(Beginning of Data listing)
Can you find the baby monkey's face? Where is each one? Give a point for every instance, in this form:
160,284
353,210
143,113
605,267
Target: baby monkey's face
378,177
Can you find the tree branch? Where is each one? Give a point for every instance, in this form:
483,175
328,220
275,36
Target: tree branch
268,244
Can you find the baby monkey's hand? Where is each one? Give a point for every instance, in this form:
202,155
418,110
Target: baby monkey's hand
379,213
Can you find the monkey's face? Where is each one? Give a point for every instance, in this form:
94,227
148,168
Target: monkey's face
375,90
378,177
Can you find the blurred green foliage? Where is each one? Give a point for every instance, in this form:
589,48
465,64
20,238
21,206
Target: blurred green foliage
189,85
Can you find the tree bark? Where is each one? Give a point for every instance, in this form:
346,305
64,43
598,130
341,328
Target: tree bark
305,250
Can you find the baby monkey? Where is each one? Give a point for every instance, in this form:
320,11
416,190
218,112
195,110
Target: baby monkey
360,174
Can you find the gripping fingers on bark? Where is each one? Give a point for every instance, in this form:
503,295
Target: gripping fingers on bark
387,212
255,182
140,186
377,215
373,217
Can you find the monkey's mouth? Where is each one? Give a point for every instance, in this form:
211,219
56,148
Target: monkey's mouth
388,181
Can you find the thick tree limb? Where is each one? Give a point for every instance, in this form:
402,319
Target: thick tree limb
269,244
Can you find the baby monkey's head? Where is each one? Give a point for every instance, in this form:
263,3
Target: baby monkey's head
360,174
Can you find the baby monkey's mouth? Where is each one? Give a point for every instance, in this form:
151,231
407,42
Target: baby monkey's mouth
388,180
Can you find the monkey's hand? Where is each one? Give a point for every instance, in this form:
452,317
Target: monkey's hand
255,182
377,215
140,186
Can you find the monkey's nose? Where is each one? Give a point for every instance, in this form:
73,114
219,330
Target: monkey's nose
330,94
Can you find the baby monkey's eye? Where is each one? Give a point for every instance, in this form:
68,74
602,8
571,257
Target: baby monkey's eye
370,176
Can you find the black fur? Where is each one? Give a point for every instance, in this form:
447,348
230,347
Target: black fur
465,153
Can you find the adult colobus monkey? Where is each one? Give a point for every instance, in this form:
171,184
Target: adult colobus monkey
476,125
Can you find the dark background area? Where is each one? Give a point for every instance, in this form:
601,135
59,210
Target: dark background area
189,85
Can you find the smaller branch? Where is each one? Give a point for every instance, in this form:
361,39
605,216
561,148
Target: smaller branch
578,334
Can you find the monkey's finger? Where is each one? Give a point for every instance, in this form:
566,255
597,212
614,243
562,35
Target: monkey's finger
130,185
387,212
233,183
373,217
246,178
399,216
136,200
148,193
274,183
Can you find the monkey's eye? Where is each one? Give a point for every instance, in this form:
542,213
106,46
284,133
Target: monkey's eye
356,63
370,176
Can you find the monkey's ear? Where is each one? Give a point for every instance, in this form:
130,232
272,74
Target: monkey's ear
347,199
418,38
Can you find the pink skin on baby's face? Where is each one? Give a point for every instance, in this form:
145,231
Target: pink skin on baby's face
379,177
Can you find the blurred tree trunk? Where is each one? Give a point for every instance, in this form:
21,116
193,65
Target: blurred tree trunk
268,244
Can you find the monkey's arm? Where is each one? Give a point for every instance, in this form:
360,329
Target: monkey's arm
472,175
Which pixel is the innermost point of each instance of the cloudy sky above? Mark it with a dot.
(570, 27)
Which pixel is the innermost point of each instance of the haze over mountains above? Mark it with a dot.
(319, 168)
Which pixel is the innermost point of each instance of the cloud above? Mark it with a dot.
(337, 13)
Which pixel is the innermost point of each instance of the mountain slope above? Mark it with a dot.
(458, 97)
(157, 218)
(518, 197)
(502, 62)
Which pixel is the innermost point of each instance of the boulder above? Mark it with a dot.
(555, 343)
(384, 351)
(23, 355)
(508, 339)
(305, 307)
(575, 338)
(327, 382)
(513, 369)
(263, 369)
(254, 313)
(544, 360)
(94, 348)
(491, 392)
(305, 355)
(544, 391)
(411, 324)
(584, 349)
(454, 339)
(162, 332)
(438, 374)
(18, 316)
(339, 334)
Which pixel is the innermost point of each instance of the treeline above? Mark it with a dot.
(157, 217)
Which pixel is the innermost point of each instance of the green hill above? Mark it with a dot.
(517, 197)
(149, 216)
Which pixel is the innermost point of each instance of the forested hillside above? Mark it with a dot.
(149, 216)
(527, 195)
(End of Data listing)
Restate the data above in full, word for word.

Can you find the baby monkey's face? Where is each one? Give a point for every instance, in this form:
160,284
353,210
143,113
605,267
Target: baby monkey's face
378,177
Can you find the tree branch? Where is each one? Give a point for every instance, in this form:
483,175
328,220
275,36
Target: tree branch
268,244
Can you find the baby monkey's hand? Where is each one? Give a point for every instance, in this form:
202,155
418,110
Target: baby monkey's hand
379,213
Can you find the monkey's face? Where is each one? Give a point for every instance, in this form:
94,227
148,168
Target: monkey's face
375,90
378,177
Can you find the blurred green foliage? Where is each one? Give a point for every instance, in this form:
589,48
465,64
20,238
21,206
Target: blurred green foliage
189,85
Can you find the tree bark? Where is each one? Give a point for every instance, in this form:
346,305
64,43
598,130
341,328
Target: tree bark
305,250
Can you find the baby monkey? Where is each one? Give a point for every instance, in this form:
320,11
416,190
218,112
195,110
Target: baby monkey
360,174
Can you find the gripping fingers on bark? Where is each one? Give a point for every instance, in this form:
503,295
Target: gripping fingers on bark
387,212
255,182
140,186
377,215
373,217
Can you find the monkey's mouth? Where is each one? Give a point for every instance, in this form:
211,219
56,148
Target: monkey's mouth
388,181
Can you find the thick tree limb? Where is each one? Give a point for every instance, in this form:
402,319
Target: thick tree limb
269,244
Can you find the baby monkey's head? Where is each one? Give a point for every instance, in this form:
263,3
Target: baby monkey's head
360,174
Can you find the baby monkey's mouth? Where is each one? Give a point for every instance, in this form:
151,231
407,42
Target: baby monkey's mouth
388,180
Can you find the monkey's hand? Where is each one? Give a point for every instance, in this form:
452,317
Target: monkey's hand
255,182
377,215
140,186
Can you find the monkey's nose? Where is each one? Give a point for every instance, in this form:
73,114
219,330
Target: monkey's nose
330,94
Can you find the baby monkey's eye? Where is each one? Give a point for every instance, in this form:
68,74
602,8
571,257
Target: baby monkey's eye
370,176
Can you find the black fur? Where is each one? Give a point for every instance, in this form:
447,348
230,347
Target: black fur
465,153
Can you find the adult colobus monkey? Where is each one? Give a point for every instance, in this form:
171,184
Target: adult colobus monkey
476,125
Can you find the dark background area? Where is each one? Give a point for every instance, in this form:
601,135
59,210
Target: dark background area
189,85
Can you find the smaller branch? Where is each one? Give a point for every instance, in this form:
361,39
605,216
561,148
Target: smaller branch
578,334
Can you find the monkey's finger? Where is each one? Give a point for every instance, in this form:
566,255
597,212
614,243
562,35
Target: monkey's finger
130,185
387,212
233,183
373,217
246,178
399,216
136,200
148,193
274,183
Can you find the monkey's eye? Where is each one? Give a point for every instance, in this form:
542,213
106,46
284,133
Target: monkey's eye
356,63
370,176
Can you find the monkey's ear? Where is each one? Give a point for every instance, in this form:
130,232
272,74
Target: monkey's ear
347,199
418,38
Can you find the pink skin on baby's face? Where is each one? Give a point for every instance, in this form:
145,231
Target: pink skin on baby's face
379,177
Can you find the blurred tree trunk? Where is each one? Give a point for every instance, in this form:
21,116
193,65
Target: blurred tree trunk
268,244
Can you find the monkey's arm? Where is each one? Give a point for every instance, in this form:
360,329
Target: monkey's arm
472,175
Which pixel is the innermost point of each instance of the cloudy sky above? Mark it with a dot.
(570, 27)
Which pixel is the innermost point of each instance of the haze over mountains above? Mark it with a dot.
(319, 168)
Which pixel is the innermost point of each instance of the cloud above? Mark it with a dot.
(337, 13)
Which pixel is the innermost point of each instance of the mountain slope above? Mark it with a dot.
(458, 97)
(157, 218)
(518, 197)
(502, 62)
Which pixel is the innermost point of each instance of the boulder above? Mark it with a dot.
(555, 343)
(384, 351)
(23, 355)
(508, 339)
(305, 307)
(575, 338)
(327, 382)
(513, 369)
(263, 369)
(254, 313)
(544, 360)
(94, 348)
(491, 392)
(305, 355)
(544, 391)
(411, 324)
(584, 349)
(454, 339)
(162, 332)
(438, 374)
(18, 316)
(339, 334)
Which pixel is the innermost point of each instance of the treeline above? Mark it with a dot.
(157, 217)
Which pixel is the innermost point of each instance of the green hill above? Mark it with a dot.
(517, 197)
(149, 216)
Which pixel is the innermost point of each instance of the forested hillside above? Mark it with a dot.
(149, 216)
(527, 195)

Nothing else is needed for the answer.